## DATA FOR ANALYSIS
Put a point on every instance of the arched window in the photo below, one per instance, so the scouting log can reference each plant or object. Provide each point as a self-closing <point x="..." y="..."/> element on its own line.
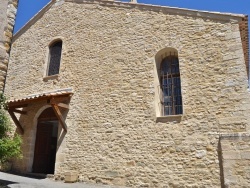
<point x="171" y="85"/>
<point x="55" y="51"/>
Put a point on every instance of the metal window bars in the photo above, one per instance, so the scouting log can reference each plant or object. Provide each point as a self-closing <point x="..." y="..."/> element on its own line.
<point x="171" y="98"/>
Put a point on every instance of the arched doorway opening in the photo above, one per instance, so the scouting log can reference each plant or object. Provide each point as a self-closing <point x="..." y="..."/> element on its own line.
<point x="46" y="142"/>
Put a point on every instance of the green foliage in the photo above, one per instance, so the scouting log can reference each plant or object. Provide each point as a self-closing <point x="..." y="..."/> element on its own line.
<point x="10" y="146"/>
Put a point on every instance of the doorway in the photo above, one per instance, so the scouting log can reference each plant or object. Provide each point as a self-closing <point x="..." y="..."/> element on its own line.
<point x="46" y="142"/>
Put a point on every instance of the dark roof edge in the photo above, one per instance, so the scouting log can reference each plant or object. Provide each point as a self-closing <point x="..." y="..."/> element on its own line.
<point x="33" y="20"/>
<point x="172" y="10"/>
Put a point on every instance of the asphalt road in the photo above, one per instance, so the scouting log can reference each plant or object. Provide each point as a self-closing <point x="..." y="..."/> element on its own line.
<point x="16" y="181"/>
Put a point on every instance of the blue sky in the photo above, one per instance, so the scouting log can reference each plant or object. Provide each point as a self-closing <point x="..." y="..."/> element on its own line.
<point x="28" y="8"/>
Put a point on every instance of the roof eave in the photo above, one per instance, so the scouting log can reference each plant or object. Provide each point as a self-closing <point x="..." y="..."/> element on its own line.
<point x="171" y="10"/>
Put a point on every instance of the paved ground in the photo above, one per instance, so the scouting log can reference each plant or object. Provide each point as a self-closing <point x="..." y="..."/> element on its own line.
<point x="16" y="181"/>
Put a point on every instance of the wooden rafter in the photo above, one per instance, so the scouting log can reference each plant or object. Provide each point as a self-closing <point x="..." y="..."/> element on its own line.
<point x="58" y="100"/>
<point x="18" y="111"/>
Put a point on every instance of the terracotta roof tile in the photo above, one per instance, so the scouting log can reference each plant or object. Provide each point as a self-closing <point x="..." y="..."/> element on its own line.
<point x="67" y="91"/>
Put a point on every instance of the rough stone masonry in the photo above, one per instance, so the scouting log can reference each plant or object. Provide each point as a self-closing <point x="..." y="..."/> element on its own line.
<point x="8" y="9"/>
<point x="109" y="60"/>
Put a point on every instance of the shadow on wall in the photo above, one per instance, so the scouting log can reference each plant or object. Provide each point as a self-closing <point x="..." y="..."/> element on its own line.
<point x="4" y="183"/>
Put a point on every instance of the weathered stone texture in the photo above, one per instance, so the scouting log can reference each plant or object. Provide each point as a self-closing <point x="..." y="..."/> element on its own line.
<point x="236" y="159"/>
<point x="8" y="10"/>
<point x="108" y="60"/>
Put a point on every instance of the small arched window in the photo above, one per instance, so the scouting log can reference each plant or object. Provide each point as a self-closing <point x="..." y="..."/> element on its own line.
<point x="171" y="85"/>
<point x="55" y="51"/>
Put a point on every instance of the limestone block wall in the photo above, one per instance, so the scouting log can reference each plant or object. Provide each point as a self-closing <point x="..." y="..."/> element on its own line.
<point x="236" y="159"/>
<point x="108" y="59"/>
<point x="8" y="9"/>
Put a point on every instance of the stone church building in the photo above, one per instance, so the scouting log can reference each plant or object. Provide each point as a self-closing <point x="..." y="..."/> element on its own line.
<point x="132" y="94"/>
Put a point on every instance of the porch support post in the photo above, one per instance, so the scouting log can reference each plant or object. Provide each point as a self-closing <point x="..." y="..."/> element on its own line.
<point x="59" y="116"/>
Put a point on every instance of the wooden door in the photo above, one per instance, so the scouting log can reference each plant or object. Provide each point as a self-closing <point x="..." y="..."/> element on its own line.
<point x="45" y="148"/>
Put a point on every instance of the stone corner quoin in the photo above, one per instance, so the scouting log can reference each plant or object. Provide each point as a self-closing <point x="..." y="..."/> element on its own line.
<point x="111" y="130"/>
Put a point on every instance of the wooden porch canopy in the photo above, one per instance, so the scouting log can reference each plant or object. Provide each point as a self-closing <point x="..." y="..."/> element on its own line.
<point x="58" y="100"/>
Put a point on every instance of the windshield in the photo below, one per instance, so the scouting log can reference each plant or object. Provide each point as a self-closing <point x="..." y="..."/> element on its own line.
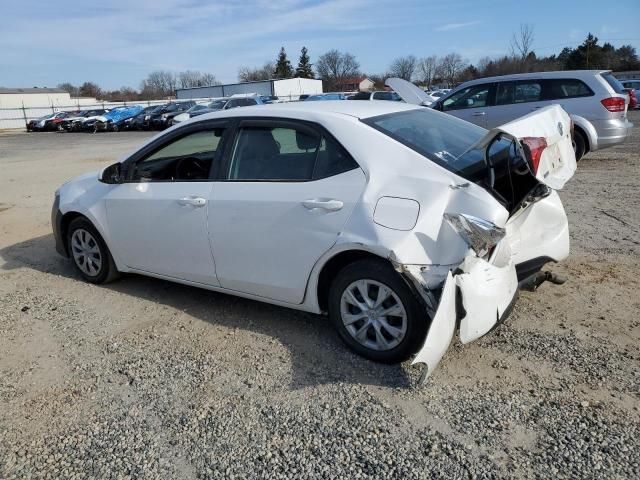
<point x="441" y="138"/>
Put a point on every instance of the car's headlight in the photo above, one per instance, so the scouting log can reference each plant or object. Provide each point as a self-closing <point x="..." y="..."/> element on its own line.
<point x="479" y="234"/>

* * *

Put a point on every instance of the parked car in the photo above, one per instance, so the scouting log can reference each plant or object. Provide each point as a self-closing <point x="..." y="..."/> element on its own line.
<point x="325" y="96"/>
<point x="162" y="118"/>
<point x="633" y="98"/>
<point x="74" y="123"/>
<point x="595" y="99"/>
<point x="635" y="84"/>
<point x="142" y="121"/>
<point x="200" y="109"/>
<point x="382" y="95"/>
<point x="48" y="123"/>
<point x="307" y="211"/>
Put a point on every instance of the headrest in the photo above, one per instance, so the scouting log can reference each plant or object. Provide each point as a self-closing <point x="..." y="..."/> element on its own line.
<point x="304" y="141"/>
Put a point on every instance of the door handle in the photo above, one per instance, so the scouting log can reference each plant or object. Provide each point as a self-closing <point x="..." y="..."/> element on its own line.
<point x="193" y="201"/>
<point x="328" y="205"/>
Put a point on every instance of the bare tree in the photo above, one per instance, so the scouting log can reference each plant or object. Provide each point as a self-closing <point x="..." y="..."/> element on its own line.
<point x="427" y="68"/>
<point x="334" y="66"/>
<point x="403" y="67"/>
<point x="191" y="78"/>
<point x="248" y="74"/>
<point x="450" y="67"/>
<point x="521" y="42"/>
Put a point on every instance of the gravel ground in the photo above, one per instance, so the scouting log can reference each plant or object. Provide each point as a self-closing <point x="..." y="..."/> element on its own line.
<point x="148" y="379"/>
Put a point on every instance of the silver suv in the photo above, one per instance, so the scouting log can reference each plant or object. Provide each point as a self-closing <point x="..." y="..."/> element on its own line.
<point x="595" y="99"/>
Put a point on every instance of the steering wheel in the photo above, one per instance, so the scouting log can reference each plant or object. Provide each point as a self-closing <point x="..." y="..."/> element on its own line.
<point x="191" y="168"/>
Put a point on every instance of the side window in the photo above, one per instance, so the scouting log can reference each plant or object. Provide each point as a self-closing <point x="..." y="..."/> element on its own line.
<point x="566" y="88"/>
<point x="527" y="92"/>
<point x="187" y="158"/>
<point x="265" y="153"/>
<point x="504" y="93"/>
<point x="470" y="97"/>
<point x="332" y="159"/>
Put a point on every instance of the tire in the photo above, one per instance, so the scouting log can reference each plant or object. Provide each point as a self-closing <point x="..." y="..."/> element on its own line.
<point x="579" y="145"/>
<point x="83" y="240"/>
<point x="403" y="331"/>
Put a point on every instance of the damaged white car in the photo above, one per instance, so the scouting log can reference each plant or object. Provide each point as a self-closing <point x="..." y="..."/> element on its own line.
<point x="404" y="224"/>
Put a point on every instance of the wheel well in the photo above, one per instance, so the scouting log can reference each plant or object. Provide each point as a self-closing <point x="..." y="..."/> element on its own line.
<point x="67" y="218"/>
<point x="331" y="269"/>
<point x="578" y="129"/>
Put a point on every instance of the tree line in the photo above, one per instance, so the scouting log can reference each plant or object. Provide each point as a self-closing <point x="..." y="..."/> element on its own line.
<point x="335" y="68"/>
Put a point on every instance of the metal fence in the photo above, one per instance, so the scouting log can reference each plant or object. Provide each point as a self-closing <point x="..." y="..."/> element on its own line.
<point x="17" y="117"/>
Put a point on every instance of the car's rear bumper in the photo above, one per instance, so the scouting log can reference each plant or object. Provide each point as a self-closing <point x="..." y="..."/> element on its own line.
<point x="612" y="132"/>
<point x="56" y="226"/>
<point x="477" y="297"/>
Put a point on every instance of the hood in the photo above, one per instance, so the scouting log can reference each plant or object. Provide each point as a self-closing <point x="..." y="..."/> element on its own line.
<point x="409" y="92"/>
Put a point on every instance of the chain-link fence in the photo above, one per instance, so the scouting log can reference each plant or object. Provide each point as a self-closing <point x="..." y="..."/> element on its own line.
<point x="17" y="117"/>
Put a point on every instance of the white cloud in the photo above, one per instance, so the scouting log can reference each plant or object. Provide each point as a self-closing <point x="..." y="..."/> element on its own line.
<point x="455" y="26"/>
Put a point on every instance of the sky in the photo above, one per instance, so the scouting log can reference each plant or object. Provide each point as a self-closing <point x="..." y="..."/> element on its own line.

---

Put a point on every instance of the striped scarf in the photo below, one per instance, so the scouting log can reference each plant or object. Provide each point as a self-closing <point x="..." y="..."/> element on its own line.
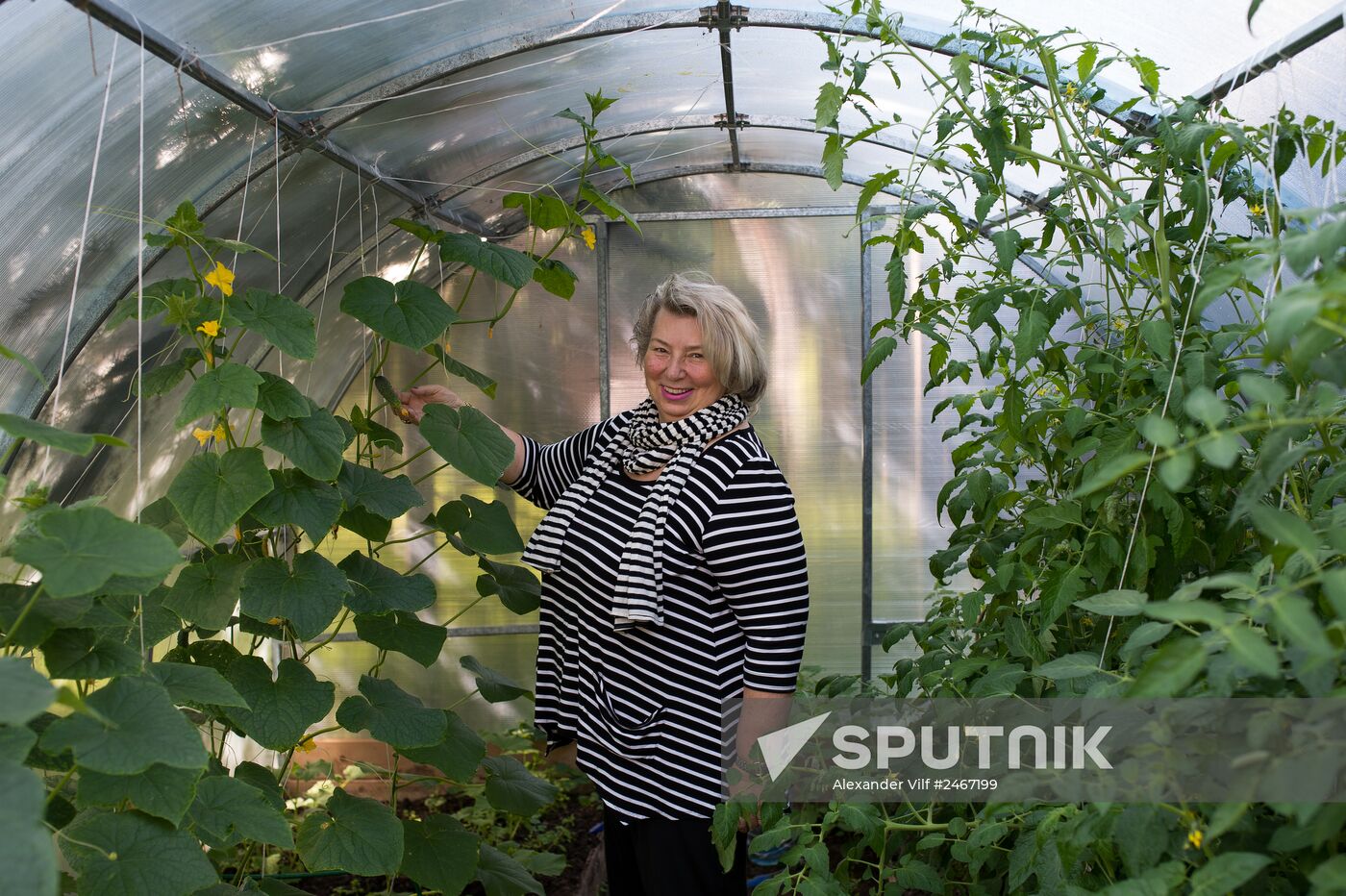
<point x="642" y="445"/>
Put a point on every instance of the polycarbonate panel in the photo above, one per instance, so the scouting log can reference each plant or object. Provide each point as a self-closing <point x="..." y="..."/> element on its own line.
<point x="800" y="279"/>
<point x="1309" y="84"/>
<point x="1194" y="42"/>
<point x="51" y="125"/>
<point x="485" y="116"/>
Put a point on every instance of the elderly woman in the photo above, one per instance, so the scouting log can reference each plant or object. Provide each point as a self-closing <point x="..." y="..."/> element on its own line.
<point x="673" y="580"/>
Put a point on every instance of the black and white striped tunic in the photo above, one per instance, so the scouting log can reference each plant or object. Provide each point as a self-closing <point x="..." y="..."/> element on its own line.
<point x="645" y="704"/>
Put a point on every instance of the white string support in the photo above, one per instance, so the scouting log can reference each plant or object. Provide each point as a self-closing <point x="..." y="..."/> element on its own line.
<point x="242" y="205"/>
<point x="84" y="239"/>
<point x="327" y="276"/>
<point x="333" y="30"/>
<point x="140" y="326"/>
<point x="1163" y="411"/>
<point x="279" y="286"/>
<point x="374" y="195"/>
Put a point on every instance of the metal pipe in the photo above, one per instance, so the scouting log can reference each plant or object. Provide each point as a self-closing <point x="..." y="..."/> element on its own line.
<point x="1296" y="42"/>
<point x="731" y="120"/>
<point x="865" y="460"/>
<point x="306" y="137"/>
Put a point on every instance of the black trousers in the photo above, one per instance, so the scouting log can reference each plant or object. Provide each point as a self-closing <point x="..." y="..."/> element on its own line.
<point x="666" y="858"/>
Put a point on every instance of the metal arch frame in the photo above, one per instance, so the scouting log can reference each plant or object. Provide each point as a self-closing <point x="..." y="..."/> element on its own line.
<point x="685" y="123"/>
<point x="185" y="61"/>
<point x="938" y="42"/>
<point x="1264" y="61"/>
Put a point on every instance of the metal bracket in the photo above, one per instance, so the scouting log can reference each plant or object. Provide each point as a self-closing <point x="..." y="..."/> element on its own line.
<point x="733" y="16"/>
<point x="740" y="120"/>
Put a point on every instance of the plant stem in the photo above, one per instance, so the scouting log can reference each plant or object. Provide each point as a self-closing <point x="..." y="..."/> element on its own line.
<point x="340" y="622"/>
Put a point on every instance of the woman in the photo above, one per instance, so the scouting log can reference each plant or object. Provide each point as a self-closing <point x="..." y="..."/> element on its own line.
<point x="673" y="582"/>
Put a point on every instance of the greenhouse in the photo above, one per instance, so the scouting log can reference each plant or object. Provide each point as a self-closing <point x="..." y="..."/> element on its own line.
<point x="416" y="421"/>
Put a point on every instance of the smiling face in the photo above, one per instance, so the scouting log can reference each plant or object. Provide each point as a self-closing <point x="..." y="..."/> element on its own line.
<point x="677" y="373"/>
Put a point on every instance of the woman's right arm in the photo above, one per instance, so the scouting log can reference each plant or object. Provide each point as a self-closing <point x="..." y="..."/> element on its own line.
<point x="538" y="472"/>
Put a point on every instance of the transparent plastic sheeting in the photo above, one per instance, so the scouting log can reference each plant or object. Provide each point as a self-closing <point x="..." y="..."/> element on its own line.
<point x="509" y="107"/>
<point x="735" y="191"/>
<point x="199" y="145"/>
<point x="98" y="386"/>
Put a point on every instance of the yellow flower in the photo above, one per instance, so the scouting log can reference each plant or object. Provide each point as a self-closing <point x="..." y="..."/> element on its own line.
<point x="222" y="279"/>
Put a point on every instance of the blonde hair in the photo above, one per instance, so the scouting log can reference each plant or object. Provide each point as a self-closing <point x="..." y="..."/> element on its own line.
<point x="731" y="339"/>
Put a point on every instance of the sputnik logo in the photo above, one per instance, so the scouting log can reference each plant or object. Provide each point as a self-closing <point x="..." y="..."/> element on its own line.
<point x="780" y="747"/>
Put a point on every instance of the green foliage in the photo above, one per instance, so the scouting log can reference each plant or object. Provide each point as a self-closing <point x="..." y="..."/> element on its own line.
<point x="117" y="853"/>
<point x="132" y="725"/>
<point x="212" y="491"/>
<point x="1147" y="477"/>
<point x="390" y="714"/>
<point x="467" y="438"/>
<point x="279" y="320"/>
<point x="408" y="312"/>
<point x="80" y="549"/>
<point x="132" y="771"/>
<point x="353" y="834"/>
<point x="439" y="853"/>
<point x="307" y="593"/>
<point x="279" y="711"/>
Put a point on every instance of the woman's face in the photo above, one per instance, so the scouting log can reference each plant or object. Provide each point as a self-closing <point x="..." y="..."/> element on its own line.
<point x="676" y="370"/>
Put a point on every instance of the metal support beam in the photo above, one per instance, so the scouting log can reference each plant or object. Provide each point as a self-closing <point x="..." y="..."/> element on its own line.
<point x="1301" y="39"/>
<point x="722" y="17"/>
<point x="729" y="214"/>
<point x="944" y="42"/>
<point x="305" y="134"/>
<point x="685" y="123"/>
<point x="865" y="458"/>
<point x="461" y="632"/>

## TASK OBJECTIVE
After locating the line with "Put a point on every instance of the chain-link" in the material above, return it and each line after it exactly, ending at the line with "Put a point on every instance of the sky".

## SOLVED EXERCISE
Put a point on every instance of the chain-link fence in the photo above, one per instance, so the scouting log can reference each plant or object. Provide each point as a self-closing <point x="..." y="..."/> element on its own line.
<point x="17" y="117"/>
Put a point on every instance of the white cloud in the photo above, one per instance, so the scouting log can reference each plant or object. Provide each point as a self-closing <point x="..." y="..."/> element on its own line.
<point x="455" y="26"/>
Put a point on every instance of the sky in the photo above, one per instance, so the scouting log can reference each plant or object. Provide each point as a self-closing <point x="..." y="..."/> element on its own line.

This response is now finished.